Records of boxes with labels:
====

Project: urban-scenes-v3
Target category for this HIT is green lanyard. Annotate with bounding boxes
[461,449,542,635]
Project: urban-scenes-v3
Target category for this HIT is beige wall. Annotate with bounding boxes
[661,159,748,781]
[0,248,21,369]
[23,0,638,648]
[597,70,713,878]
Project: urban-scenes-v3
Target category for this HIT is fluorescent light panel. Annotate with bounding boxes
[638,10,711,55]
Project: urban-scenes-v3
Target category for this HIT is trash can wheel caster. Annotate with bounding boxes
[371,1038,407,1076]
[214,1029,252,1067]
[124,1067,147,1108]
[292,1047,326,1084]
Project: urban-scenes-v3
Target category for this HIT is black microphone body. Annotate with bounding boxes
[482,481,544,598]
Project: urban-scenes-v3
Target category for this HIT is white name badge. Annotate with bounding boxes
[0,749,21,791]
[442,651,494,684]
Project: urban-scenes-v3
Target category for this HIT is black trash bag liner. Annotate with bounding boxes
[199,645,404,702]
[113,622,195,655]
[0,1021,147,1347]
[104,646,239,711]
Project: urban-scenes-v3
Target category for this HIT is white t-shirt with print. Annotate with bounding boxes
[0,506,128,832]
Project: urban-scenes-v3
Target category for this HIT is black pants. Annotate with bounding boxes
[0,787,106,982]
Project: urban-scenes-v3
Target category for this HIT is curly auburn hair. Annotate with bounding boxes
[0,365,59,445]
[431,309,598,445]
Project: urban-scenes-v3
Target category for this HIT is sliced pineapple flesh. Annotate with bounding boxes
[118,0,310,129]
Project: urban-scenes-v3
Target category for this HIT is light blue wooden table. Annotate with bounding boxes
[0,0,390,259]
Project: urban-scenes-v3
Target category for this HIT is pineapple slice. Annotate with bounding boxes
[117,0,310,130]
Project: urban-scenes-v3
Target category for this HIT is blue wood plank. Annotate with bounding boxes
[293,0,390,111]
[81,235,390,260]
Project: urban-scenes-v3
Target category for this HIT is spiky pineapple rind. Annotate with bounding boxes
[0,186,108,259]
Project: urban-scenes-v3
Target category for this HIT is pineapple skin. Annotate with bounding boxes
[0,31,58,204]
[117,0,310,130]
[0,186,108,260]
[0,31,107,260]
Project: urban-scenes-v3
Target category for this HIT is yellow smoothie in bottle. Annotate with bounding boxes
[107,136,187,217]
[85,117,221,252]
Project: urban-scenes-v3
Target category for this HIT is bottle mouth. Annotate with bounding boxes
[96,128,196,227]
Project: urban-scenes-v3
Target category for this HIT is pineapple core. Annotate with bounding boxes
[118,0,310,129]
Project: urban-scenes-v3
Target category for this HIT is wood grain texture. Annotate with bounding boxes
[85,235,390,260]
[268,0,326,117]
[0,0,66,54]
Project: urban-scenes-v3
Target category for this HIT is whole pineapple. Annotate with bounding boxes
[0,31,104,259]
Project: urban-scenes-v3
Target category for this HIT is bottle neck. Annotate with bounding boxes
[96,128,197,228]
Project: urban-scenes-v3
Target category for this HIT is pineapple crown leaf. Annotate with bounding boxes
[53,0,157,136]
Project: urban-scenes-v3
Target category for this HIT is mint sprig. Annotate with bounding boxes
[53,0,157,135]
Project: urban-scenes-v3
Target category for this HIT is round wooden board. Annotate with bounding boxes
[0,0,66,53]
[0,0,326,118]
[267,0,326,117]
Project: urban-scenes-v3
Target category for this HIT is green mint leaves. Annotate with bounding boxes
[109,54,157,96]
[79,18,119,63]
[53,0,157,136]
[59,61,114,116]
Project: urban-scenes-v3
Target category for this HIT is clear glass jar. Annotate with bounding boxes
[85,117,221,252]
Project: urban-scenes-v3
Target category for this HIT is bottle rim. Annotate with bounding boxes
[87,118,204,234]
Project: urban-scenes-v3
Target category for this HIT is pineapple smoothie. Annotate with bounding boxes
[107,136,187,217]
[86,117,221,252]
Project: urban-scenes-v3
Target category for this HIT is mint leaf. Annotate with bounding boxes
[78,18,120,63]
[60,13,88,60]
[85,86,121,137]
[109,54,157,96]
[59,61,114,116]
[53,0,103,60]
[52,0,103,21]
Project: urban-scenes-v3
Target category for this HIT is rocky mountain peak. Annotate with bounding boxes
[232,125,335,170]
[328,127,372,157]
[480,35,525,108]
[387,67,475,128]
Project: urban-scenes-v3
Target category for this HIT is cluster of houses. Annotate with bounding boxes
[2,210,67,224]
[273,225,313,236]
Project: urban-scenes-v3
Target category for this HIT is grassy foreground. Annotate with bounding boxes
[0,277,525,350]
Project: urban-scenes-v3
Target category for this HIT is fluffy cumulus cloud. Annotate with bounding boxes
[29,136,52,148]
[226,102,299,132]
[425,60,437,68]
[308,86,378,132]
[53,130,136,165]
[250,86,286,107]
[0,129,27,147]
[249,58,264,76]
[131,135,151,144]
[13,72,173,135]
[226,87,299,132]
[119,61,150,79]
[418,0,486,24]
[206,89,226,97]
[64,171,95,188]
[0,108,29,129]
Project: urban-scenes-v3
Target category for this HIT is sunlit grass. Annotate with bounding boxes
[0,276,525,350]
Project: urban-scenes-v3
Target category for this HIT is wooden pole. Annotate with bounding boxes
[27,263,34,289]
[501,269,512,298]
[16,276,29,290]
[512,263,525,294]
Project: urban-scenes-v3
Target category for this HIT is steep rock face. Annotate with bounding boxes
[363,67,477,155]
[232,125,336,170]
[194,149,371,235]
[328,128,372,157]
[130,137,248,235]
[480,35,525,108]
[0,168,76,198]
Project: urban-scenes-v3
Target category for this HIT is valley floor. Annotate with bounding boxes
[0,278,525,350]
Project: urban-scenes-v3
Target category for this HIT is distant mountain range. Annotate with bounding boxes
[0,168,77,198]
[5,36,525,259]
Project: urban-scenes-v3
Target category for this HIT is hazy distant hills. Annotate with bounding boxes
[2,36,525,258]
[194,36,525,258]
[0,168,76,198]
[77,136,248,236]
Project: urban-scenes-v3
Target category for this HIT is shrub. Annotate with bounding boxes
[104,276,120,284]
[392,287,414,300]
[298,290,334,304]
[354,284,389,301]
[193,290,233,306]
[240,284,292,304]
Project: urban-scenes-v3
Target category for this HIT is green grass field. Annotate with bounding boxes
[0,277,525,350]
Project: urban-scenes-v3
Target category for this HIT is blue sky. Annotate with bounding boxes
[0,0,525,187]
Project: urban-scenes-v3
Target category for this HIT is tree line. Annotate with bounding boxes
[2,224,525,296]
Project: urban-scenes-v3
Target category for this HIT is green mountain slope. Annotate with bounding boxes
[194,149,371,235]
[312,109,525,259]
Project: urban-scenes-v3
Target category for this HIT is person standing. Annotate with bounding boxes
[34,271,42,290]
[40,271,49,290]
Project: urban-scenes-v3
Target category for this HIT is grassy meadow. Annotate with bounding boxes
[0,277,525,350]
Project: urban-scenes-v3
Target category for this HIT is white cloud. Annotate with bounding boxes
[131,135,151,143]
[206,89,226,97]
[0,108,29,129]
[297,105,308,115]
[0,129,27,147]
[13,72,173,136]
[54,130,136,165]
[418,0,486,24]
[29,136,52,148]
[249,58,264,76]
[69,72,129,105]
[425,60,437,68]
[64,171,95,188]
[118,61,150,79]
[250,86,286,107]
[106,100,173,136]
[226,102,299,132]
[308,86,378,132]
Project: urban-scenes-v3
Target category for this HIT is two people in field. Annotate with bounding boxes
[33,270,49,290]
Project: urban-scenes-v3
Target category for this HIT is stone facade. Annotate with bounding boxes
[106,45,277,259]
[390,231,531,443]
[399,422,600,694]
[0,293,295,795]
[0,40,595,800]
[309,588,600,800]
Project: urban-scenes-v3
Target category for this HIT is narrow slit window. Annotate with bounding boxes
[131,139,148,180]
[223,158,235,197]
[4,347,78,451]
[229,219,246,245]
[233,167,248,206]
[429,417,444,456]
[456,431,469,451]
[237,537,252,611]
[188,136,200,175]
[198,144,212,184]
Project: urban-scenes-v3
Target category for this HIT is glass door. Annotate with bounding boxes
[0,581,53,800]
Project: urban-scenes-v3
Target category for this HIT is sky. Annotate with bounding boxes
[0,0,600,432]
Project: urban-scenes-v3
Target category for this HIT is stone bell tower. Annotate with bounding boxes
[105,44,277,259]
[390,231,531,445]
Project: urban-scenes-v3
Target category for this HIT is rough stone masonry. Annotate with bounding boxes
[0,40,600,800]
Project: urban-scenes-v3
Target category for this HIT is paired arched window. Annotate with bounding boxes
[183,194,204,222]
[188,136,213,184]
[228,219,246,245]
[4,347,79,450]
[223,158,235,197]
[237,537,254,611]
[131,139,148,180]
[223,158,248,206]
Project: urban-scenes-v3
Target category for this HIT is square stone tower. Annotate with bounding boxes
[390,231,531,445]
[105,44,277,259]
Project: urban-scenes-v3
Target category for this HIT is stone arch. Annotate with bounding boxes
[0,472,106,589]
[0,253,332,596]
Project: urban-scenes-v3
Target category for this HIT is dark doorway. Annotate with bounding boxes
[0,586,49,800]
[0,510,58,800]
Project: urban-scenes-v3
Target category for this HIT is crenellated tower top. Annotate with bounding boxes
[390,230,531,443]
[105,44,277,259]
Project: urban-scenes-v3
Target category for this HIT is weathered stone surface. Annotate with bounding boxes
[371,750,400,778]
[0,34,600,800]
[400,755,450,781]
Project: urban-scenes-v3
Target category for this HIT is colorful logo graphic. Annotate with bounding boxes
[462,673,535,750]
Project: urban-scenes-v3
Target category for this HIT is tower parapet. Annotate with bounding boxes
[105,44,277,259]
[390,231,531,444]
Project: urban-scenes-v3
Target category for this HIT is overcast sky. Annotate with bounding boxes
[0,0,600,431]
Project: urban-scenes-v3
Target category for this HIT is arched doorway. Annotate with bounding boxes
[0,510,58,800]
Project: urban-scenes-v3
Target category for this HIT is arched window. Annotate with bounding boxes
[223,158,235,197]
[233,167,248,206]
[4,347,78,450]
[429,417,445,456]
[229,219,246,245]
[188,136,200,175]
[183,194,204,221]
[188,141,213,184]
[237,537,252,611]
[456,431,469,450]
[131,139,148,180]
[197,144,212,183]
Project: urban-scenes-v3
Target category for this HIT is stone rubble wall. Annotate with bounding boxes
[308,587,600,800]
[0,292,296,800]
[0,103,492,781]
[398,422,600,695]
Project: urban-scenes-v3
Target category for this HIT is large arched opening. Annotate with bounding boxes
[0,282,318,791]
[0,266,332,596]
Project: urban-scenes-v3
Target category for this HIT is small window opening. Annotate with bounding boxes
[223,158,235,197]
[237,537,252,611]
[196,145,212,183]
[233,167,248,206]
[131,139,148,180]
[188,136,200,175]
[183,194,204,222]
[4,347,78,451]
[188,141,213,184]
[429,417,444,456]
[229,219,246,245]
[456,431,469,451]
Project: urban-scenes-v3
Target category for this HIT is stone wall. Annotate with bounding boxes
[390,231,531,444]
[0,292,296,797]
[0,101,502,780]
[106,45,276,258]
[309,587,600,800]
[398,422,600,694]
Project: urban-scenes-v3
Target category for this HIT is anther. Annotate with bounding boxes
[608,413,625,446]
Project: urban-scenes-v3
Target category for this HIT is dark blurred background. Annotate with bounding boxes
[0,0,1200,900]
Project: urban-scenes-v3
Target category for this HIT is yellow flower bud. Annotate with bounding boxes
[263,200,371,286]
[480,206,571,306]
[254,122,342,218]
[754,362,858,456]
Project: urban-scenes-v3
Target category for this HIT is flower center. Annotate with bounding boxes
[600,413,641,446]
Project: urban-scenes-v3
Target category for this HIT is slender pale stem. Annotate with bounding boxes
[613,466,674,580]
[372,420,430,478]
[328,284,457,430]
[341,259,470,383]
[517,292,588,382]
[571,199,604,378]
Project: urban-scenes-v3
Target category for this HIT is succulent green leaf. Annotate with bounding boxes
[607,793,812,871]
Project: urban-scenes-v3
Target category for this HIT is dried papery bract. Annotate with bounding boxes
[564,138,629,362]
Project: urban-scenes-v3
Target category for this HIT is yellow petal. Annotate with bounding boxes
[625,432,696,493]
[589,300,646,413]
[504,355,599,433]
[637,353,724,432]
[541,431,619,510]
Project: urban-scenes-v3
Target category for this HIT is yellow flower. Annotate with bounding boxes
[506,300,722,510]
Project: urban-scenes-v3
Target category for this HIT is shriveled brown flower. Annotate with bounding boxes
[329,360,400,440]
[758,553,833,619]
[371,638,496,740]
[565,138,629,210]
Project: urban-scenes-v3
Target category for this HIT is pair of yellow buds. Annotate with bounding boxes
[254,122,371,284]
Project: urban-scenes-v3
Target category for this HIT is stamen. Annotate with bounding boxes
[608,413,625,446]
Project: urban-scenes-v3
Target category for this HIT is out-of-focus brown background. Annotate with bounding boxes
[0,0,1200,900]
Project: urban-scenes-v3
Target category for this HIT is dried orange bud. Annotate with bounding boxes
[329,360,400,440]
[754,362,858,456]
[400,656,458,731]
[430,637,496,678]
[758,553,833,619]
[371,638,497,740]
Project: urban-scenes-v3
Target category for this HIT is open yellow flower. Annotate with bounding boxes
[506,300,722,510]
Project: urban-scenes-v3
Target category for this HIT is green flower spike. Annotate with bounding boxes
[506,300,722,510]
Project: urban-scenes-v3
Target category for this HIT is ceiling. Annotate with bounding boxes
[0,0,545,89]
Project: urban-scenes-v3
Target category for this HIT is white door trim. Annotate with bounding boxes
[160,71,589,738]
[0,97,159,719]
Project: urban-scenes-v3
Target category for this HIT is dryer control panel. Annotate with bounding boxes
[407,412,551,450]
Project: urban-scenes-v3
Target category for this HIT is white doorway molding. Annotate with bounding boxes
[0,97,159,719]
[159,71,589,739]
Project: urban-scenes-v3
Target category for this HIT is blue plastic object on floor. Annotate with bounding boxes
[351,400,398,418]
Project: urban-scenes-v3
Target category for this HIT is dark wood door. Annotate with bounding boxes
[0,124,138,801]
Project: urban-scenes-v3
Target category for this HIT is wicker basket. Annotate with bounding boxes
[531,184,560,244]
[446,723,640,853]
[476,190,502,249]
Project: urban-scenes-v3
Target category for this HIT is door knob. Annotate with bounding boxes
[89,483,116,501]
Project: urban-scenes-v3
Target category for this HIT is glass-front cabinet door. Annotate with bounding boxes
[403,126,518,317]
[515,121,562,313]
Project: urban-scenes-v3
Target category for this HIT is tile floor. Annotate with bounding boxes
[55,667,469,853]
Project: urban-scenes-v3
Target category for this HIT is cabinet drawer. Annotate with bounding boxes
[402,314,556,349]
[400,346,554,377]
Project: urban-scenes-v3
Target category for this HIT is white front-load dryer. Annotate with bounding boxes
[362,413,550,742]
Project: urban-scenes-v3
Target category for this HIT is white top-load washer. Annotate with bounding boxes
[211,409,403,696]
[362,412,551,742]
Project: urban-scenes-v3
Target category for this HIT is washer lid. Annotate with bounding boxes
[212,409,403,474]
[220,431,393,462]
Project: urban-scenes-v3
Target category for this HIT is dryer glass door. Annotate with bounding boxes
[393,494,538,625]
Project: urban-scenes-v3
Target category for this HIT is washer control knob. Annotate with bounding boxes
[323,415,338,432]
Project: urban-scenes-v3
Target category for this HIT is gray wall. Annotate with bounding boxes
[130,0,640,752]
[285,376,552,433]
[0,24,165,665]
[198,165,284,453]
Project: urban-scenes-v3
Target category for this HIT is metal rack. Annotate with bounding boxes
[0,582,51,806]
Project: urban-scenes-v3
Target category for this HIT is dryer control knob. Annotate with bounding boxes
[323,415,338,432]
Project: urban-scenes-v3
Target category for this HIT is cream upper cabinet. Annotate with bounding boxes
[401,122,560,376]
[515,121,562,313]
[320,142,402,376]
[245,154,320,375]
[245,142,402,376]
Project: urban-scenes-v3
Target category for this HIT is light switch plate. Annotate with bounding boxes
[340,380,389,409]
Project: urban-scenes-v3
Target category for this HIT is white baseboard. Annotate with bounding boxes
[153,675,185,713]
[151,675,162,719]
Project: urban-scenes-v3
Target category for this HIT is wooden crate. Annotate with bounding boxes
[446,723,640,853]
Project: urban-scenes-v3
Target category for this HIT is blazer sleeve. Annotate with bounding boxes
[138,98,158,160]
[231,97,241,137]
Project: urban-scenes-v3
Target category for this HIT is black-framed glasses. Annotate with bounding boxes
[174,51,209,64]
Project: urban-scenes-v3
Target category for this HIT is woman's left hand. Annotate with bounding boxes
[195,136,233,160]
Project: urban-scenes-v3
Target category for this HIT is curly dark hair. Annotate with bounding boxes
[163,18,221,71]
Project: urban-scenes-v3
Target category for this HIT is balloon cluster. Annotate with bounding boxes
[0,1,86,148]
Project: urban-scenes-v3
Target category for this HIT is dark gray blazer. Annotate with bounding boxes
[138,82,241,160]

====

→ **TASK DESCRIPTION**
Reproduce every line from the beginning of the records down to the line containing "[442,651,494,684]", inclusive.

→ **TASK RESULT**
Project: urban-scenes-v3
Target category for this HIT is green lanyard. Annotate with bounding boxes
[461,449,542,635]
Project: urban-scenes-v3
Target category for this HIT is beige wall. Annotate with bounding boxes
[661,159,748,781]
[0,248,21,369]
[23,0,638,648]
[597,70,713,878]
Project: urban-scenes-v3
Target category for this HIT is fluorescent light panel. Annotate with bounding boxes
[638,10,711,55]
Project: urban-scenes-v3
Target category for this HIT is trash can wheel caster. Annotate with bounding boxes
[371,1038,407,1076]
[214,1029,252,1067]
[124,1067,147,1108]
[292,1047,326,1084]
Project: urban-scenes-v3
Target category for this HIT is black microphone body. Annotate with bounding boxes
[482,481,544,598]
Project: urban-scenes-v3
Target category for this HIT is white name badge. Annotate with bounding boxes
[0,749,21,791]
[442,651,494,684]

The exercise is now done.